● **Aim of the exercise**:
Pick out every line of the entries that contains the string "water" and copy each one in full.

── Records for this task ──

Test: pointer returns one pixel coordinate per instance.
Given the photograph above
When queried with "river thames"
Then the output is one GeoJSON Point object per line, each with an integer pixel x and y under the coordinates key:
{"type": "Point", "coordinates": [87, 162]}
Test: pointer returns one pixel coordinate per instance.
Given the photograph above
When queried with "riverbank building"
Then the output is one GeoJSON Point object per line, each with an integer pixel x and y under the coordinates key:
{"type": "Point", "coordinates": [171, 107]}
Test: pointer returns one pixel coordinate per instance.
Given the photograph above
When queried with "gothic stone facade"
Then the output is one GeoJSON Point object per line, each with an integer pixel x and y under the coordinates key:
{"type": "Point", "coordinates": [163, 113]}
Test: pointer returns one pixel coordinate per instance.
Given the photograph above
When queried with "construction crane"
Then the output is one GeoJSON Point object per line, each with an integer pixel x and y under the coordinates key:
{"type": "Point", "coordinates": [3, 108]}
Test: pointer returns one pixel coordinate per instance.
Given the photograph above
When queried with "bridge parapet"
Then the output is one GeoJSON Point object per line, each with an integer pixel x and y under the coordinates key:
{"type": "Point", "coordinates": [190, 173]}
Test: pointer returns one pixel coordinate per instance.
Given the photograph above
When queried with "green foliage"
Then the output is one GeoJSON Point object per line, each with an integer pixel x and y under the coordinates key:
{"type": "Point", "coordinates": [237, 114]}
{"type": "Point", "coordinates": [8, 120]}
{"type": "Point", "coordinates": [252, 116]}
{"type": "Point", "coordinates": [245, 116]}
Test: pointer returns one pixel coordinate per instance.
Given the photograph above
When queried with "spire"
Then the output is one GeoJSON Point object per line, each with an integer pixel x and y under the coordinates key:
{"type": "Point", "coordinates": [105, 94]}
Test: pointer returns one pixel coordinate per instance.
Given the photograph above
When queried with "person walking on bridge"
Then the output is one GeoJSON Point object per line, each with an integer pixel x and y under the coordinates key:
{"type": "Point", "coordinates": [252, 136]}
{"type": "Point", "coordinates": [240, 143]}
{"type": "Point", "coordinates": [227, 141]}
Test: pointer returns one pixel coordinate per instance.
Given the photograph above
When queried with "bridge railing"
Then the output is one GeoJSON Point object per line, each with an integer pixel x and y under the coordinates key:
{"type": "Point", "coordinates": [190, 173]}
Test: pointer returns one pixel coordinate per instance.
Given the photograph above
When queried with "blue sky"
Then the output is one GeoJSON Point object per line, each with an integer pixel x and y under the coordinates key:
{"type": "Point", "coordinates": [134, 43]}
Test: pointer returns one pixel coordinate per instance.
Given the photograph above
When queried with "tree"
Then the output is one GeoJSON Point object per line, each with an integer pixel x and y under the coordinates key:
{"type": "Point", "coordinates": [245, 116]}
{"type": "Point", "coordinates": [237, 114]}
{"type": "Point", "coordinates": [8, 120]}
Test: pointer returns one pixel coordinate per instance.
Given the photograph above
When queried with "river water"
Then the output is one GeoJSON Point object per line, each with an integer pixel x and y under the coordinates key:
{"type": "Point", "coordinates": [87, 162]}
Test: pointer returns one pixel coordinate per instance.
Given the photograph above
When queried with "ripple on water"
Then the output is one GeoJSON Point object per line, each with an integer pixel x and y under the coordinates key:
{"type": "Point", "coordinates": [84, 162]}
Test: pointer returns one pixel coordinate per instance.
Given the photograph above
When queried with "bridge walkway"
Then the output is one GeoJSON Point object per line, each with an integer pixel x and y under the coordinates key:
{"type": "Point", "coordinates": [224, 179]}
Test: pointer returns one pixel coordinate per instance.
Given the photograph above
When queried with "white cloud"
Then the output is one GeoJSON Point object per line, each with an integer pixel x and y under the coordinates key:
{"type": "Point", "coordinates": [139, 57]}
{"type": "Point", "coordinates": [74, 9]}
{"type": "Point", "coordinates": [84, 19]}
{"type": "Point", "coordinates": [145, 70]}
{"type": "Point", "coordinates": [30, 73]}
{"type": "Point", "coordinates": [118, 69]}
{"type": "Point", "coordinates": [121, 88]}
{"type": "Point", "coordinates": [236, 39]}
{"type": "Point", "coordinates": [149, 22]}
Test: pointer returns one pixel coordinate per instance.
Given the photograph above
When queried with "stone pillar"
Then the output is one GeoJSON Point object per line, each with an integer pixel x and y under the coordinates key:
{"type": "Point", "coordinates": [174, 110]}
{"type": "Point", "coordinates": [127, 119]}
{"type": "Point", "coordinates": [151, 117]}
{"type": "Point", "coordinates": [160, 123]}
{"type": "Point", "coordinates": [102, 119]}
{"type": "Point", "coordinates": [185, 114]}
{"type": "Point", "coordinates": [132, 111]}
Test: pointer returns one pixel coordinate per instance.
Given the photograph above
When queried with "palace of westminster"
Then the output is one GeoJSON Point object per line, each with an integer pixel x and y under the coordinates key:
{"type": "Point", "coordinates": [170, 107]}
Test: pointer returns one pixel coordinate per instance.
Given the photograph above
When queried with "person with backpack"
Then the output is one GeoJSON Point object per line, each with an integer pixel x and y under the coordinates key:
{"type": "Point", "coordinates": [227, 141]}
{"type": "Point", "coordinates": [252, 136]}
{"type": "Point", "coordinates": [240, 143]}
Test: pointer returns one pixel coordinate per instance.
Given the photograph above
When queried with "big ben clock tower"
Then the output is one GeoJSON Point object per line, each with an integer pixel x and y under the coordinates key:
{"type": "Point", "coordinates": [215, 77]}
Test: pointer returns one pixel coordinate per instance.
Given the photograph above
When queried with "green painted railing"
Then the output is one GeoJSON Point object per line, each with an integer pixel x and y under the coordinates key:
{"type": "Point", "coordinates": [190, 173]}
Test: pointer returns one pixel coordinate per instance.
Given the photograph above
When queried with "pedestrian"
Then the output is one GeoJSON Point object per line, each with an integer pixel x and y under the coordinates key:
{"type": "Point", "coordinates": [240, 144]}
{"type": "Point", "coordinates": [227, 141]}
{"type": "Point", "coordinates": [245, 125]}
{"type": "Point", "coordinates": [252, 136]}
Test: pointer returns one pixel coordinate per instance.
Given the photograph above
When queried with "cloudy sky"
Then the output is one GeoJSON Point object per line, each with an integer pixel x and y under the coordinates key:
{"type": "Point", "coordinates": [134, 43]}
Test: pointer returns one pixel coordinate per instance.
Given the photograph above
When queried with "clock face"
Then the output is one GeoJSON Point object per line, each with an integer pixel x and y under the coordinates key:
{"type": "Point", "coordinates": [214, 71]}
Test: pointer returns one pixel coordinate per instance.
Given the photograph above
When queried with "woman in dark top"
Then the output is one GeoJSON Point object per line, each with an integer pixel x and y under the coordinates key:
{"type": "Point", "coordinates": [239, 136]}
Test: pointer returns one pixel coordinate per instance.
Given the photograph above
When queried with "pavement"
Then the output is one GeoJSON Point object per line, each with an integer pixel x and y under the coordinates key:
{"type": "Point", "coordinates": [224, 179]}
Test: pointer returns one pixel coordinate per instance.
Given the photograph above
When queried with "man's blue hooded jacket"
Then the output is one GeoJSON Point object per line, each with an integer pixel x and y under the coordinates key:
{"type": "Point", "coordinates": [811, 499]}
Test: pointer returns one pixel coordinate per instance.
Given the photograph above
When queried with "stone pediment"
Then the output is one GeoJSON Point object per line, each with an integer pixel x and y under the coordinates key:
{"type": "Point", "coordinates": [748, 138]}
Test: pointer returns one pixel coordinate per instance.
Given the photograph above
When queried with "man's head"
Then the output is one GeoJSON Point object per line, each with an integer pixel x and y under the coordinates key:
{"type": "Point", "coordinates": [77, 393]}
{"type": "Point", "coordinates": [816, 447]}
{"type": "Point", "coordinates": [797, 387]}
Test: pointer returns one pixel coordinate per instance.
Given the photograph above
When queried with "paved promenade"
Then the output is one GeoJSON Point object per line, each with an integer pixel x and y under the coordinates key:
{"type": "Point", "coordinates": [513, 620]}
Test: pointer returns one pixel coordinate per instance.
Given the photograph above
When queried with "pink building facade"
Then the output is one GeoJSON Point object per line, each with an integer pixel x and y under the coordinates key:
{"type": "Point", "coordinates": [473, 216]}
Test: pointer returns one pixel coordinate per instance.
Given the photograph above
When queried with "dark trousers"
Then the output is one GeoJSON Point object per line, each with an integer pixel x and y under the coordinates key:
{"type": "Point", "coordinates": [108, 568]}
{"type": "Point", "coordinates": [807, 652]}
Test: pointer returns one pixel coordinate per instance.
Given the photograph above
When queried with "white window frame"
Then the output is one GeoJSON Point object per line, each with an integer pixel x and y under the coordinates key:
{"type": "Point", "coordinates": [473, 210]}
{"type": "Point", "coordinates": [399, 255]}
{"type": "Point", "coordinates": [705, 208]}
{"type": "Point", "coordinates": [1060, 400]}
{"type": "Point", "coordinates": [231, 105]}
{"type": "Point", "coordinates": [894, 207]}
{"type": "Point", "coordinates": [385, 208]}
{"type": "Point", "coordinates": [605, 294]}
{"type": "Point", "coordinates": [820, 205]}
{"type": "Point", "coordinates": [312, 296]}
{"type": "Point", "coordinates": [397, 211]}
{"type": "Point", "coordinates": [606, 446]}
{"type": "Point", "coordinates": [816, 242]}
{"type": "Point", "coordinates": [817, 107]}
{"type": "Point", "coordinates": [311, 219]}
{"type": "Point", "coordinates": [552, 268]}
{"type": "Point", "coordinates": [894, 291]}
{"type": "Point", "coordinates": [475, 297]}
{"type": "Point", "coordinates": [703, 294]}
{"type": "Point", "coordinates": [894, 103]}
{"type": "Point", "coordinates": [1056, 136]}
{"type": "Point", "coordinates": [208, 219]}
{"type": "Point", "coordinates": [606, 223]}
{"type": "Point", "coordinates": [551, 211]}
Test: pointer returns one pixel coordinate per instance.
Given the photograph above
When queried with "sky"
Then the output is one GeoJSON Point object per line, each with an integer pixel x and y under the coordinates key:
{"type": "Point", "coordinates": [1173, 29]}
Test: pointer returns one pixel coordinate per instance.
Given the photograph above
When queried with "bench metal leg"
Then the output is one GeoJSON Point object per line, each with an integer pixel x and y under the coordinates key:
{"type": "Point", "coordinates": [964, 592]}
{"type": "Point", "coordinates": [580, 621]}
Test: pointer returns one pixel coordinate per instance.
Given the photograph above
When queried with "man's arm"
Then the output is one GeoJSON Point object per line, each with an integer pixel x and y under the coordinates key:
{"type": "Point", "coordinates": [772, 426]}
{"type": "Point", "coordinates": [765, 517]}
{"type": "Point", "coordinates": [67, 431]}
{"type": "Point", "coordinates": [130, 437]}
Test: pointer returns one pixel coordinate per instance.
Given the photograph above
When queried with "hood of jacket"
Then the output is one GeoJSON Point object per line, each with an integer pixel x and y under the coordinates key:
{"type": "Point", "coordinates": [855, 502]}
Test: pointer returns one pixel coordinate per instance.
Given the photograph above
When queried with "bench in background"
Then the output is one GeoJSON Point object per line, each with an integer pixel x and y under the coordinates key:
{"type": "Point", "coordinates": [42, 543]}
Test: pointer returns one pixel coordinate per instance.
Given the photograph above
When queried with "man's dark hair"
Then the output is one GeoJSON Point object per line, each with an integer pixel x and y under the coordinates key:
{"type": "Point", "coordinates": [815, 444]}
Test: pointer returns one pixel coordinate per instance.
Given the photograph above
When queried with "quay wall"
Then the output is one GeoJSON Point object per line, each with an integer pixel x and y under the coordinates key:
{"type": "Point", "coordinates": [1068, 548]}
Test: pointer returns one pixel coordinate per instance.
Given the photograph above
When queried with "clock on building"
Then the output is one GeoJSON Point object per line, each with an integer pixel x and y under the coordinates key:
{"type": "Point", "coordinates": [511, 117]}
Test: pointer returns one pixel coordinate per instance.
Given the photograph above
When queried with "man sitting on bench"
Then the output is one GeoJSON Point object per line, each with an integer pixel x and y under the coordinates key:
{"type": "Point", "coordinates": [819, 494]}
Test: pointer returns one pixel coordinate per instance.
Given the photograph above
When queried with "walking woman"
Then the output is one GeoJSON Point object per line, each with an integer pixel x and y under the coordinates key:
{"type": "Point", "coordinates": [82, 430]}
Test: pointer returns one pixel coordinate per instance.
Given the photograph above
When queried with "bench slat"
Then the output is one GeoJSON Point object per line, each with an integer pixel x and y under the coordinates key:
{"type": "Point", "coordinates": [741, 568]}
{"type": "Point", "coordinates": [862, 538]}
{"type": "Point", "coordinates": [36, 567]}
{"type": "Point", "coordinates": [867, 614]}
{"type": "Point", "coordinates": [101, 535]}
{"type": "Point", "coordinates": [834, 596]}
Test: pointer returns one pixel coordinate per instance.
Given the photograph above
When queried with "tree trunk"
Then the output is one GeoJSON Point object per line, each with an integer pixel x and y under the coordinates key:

───

● **Solution**:
When queried with "river water"
When queried with "ripple on water"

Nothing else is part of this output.